◆ Data for the task:
⁂

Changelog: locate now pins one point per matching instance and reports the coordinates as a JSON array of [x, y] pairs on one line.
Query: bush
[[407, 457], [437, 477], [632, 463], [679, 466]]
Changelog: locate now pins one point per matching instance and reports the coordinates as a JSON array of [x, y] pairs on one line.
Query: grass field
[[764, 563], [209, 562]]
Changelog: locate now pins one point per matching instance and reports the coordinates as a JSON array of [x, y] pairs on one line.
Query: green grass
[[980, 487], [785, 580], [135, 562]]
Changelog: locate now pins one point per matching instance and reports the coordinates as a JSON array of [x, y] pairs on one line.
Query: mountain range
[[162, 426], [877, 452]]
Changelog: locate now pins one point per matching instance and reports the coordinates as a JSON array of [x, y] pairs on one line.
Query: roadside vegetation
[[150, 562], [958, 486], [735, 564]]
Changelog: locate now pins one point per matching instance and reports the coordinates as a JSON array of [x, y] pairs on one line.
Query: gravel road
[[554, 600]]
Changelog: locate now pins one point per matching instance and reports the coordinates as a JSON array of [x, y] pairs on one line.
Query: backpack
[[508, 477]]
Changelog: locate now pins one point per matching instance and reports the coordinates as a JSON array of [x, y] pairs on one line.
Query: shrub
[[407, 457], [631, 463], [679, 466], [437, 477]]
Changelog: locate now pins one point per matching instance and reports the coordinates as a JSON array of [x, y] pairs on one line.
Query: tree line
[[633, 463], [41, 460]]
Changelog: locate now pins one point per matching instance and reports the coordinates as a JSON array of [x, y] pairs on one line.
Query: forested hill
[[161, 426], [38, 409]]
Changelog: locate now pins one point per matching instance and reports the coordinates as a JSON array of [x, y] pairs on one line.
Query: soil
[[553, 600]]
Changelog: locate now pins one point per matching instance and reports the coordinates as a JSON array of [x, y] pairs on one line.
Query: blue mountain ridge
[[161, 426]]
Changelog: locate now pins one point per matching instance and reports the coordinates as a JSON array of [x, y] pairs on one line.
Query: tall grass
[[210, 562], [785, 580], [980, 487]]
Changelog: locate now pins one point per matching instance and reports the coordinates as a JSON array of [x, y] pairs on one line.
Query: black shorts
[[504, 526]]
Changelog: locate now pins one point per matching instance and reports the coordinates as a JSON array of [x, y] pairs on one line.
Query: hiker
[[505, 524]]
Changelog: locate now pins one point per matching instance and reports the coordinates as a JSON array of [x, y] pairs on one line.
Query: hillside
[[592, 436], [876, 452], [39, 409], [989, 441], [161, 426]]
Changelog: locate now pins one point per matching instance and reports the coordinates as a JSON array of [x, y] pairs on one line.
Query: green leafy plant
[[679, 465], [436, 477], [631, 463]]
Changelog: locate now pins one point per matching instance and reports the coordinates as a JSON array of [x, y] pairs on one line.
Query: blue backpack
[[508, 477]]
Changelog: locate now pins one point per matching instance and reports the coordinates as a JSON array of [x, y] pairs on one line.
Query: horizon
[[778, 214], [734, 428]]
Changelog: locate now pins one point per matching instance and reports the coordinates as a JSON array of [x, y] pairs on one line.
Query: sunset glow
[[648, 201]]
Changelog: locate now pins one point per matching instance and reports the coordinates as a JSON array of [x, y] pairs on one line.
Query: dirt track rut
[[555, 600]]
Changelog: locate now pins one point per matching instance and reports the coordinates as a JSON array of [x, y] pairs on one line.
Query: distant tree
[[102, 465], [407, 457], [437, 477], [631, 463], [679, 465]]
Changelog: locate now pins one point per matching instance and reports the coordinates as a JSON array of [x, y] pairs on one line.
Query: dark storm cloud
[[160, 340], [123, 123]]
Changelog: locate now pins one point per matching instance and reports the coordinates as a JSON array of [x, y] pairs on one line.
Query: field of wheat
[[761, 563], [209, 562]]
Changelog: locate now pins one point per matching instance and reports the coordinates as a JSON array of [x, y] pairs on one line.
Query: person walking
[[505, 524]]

⁂

◆ What to produce: Reproduce all data above, unchanged.

◆ Response to this exercise:
Changelog: locate now pins one point per matching instance and reports the coordinates as a JSON array of [x, y] pairs on one line.
Query: bush
[[407, 457], [437, 477], [632, 463], [679, 466]]
Changelog: locate now pins one point per matching instance and reports the coordinates as a JSON array of [x, y] pairs on one line.
Query: grass field
[[764, 563], [209, 562]]
Changelog: locate now pins one point per matching instance and reports the coordinates as a JSON array of [x, y] pairs on one line.
Query: green grass
[[980, 487], [785, 580], [135, 562]]
Changelog: locate now pins one point per matching instance and reports the coordinates as a JSON array of [x, y] pairs on one line.
Query: mountain range
[[162, 426], [877, 452]]
Changelog: locate now pins one point per matching instance and reports the coordinates as a JSON array of [x, y] pairs on one line.
Query: roadside vegetation
[[150, 562], [958, 486], [735, 564]]
Changelog: locate now pins one point per matching instance and reports the coordinates as a JSON array of [x, y] pairs on one line.
Query: gravel road
[[554, 600]]
Changelog: locate now pins one point per matching instance and reports the coordinates as a JSON array of [x, y] pairs on one line.
Query: backpack
[[508, 477]]
Changelog: locate now pins one point per matching instance and reports the coordinates as a JSON array of [x, y] pairs on one line.
Query: shrub
[[407, 457], [631, 463], [679, 466], [437, 477]]
Changelog: locate now pins one point per matching instance and reports the coordinates as a JSON array of [x, y] pairs on one line.
Query: tree line
[[633, 463], [41, 460]]
Changelog: locate now pins one point per matching instance and reports the coordinates as a JSON array of [x, y] pairs on one line.
Query: forested hill
[[161, 426], [38, 409]]
Changelog: locate now pins one point per matching instance and reports the coordinates as a JSON array of [x, y] pairs on one line.
Query: soil
[[553, 600]]
Changelog: locate now pins one point per matching instance and reports the coordinates as a JSON array of [x, y] pairs on one line.
Query: blue mountain ridge
[[161, 426]]
Changelog: locate now pins one point per matching instance and reports the coordinates as a JSON array of [x, y] pairs on one line.
Query: tall grass
[[210, 562], [785, 580], [980, 487]]
Changelog: locate now pins one point per matching instance and reports the coordinates as a JSON array of [x, y] pairs on one line.
Query: black shorts
[[504, 526]]
Changelog: locate now pins one point per matching instance and reports the coordinates as a JSON array of [x, y] pairs on one line.
Query: hiker
[[505, 524]]
Changelog: locate now pins one point per matching instance and reports the coordinates as a JSON array of [x, y] pairs on one line.
Query: hillside
[[592, 436], [876, 452], [39, 409], [989, 441], [161, 426]]
Changelog: locate now pins one point per matching instance and reports the coordinates as a JSON array of [x, y] pairs on one line.
Query: green leafy plant
[[679, 465], [436, 477], [631, 463]]
Changelog: locate now pins one point per matching instance and reports the coordinates as a JSON array of [x, y] pairs on one line.
Query: blue backpack
[[508, 477]]
Changelog: locate now pins one point per matching instance and reports the coordinates as a JSON array of [x, y] pairs on one line.
Query: horizon
[[778, 214], [734, 428]]
Changelog: locate now pins one point per matching instance and reports the coordinates as a JSON array of [x, y] pairs on one line.
Query: sunset glow
[[648, 201]]
Changelog: locate now pins one point per matching instance and reports the coordinates as a JSON array of [x, y] pairs on one line.
Query: dirt track rut
[[555, 600]]
Changelog: locate now pins one point per matching instance and reports the coordinates as a JSON array of [x, y] pairs on one line.
Query: distant tree
[[102, 465], [407, 457], [437, 477], [631, 463], [679, 465]]
Changelog: locate now pins one point per matching instance and reports the coordinates as a JSON array of [x, y] pairs on one line.
Query: dark storm cloud
[[160, 340], [123, 123]]
Changelog: locate now pins one point per matching instance and reports the coordinates as a JSON array of [x, y] pairs on one line.
Query: field of wheat
[[761, 563], [209, 562]]
Changelog: locate now pins one point per matching instance and reports the coordinates as a JSON array of [x, y] pairs on one line.
Query: person walking
[[505, 524]]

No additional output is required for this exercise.